→ **Problem to solve**: From the entries that follow, copy exactly the lines beginning at the line holding "Provide the segmentation of every instance of the shadow" and continuing through the line holding "Provide the segmentation of every instance of the green".

→ **Source material**:
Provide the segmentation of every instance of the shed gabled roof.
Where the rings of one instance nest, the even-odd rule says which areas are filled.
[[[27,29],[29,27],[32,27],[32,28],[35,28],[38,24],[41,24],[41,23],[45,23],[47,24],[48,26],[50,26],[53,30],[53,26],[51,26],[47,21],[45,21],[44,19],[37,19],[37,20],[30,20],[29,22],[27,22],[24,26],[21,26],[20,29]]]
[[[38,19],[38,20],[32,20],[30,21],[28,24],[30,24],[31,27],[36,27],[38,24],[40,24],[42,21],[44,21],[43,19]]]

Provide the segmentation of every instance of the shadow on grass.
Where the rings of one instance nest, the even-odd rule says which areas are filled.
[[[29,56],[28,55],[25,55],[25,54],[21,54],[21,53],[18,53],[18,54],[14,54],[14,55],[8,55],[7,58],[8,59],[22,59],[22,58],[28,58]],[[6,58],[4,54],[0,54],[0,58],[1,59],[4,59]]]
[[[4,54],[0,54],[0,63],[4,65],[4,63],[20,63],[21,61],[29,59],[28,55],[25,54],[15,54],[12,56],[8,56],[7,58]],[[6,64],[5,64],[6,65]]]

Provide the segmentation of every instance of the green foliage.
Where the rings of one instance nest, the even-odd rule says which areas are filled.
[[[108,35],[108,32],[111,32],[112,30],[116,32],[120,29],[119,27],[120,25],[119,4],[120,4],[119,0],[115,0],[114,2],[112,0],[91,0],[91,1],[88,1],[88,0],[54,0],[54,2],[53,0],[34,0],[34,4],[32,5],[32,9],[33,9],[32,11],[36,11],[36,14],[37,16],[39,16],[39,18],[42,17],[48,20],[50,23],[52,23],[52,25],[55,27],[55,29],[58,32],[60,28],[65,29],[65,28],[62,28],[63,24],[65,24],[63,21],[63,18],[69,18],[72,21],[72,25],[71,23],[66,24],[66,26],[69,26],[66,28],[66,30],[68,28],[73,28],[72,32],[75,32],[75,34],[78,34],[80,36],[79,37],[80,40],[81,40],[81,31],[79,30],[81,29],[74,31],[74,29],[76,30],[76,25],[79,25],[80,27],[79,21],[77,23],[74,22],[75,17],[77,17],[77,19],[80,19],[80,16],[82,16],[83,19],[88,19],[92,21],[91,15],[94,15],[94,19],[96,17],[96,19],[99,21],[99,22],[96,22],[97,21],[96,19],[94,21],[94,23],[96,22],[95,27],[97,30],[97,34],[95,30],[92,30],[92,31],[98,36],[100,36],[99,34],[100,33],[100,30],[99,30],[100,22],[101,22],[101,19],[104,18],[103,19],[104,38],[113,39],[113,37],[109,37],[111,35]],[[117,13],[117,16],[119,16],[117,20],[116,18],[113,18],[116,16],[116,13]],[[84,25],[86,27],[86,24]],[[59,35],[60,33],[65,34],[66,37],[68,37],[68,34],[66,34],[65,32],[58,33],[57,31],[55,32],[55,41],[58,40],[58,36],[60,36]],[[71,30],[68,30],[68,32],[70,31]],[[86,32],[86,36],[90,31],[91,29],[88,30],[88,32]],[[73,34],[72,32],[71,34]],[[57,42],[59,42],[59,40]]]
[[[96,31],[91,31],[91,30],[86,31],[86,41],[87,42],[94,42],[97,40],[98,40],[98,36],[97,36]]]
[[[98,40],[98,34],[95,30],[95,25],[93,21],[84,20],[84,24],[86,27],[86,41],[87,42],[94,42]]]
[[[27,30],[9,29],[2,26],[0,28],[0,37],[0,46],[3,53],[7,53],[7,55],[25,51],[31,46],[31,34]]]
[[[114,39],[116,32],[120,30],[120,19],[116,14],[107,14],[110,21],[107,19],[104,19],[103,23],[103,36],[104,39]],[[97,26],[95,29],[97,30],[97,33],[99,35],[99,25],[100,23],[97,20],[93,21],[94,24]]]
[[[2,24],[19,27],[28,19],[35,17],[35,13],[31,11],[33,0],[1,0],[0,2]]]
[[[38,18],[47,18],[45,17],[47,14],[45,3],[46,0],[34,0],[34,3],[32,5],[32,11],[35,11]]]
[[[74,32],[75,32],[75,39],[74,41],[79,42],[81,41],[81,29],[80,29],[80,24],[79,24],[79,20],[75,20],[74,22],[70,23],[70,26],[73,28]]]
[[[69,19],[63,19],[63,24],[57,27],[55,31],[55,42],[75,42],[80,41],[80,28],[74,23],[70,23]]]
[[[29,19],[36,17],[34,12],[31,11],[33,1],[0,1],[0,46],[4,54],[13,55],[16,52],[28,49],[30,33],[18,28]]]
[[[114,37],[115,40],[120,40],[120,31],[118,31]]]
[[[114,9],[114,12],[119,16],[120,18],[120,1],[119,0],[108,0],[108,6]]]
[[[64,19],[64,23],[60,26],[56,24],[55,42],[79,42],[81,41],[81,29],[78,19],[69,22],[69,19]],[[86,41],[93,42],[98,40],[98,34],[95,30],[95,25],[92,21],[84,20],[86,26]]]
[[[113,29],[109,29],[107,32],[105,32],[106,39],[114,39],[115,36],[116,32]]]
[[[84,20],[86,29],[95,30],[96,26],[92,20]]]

→ **Result below**:
Provide the segmentation of every instance of the shadow on grass.
Where the rings of one instance nest, the even-odd rule says which areas are filled.
[[[29,56],[28,55],[25,55],[25,54],[21,54],[21,53],[18,53],[18,54],[14,54],[14,55],[8,55],[7,58],[8,59],[22,59],[22,58],[28,58]],[[6,58],[4,54],[0,54],[0,58],[1,59],[4,59]]]
[[[4,54],[0,54],[0,63],[4,65],[4,63],[20,63],[21,61],[29,59],[28,55],[25,54],[15,54],[12,56],[8,56],[7,58]],[[6,64],[5,64],[6,65]]]

Provide the segmentation of every instance of the green foliage.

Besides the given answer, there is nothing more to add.